== GIVEN PASSAGE
On Sun, Sep 22, 2013 at 12:36:51AM -0500, Felipe Contreras wrote:
> > I think it's a bad idea to introduce an entirely new runtime, especially
> > one known to occasionally blow up on less-common architectures, without
> > some advance notice.
> 
> This is just FUD. What do you mean blow up on less-common architectures? Do 
> you
> have actual evidence or can we just dismiss that as a baseless argument?
> 
> > For example, at work I would not be able to deploy a git using Ruby
> > immediately because Git is an RPM and Ruby is compiled from source, if it is
> > even present at all.
> 
> Again, what do you mean? In all the distributions I've seen, vim is compiled
> with Ruby support by default, so unless you think vim is an essoteric package,
> libruby is almost definetly packaged and available.

It would actually be usefull to know stats on where git is runned. In my
world of embedded computing, ruby support definitely isn't a standard,
nor is glibc.

As for architecture speaking I think it's important that git works on
ARM since that architecture increases on the server market. I've no idea
if this is a problem with ruby or not.
====
== EXCERPTED DATA
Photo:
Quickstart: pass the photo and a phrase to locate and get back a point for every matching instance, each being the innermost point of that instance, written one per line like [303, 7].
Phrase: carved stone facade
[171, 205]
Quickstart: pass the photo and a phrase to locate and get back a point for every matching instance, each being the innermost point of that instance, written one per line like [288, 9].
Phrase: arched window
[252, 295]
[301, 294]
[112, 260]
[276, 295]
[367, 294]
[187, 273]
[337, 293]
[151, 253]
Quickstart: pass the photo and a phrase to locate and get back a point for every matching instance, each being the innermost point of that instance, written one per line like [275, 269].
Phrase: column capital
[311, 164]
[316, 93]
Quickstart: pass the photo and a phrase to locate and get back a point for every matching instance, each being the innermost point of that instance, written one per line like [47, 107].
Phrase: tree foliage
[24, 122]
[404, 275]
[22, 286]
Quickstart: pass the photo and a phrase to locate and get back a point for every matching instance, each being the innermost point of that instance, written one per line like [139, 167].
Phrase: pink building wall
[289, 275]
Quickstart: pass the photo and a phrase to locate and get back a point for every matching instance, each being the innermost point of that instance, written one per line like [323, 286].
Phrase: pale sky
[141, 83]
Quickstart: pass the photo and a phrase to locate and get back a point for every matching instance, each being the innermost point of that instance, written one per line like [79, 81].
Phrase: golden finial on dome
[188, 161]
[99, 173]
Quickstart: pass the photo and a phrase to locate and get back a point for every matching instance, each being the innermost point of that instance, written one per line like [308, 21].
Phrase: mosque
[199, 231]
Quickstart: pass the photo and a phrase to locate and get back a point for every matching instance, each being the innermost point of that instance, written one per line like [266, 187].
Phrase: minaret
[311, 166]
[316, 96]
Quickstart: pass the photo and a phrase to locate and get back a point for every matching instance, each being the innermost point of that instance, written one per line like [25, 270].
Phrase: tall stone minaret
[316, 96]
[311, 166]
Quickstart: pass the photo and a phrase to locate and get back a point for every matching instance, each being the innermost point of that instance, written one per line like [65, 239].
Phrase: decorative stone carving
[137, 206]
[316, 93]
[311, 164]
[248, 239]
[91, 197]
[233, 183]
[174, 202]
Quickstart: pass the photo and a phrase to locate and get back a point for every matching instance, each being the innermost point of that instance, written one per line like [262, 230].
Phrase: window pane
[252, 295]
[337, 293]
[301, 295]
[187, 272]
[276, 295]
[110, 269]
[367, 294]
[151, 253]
====
== EXCERPTED DATA
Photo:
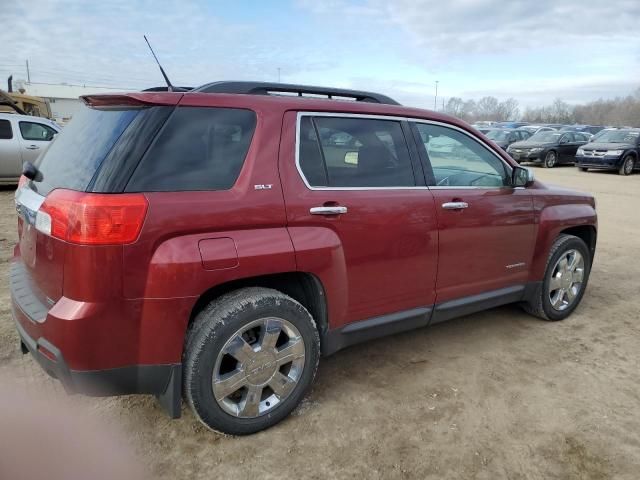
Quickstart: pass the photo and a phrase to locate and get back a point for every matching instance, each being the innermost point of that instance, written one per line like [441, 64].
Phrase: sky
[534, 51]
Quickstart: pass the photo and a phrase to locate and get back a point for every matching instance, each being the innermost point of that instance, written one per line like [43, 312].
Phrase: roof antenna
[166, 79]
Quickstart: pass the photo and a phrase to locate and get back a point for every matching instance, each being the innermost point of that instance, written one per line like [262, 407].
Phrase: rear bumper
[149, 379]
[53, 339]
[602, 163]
====
In the email about using Ruby in git, revise the stretch from "On Sun, Sep" through "a baseless argument?", swapping "architectures" for "platforms".

SOLVED PROBLEM:
On Sun, Sep 22, 2013 at 12:36:51AM -0500, Felipe Contreras wrote:
> > I think it's a bad idea to introduce an entirely new runtime, especially
> > one known to occasionally blow up on less-common platforms, without
> > some advance notice.
> 
> This is just FUD. What do you mean blow up on less-common platforms? Do 
> you
> have actual evidence or can we just dismiss that as a baseless argument?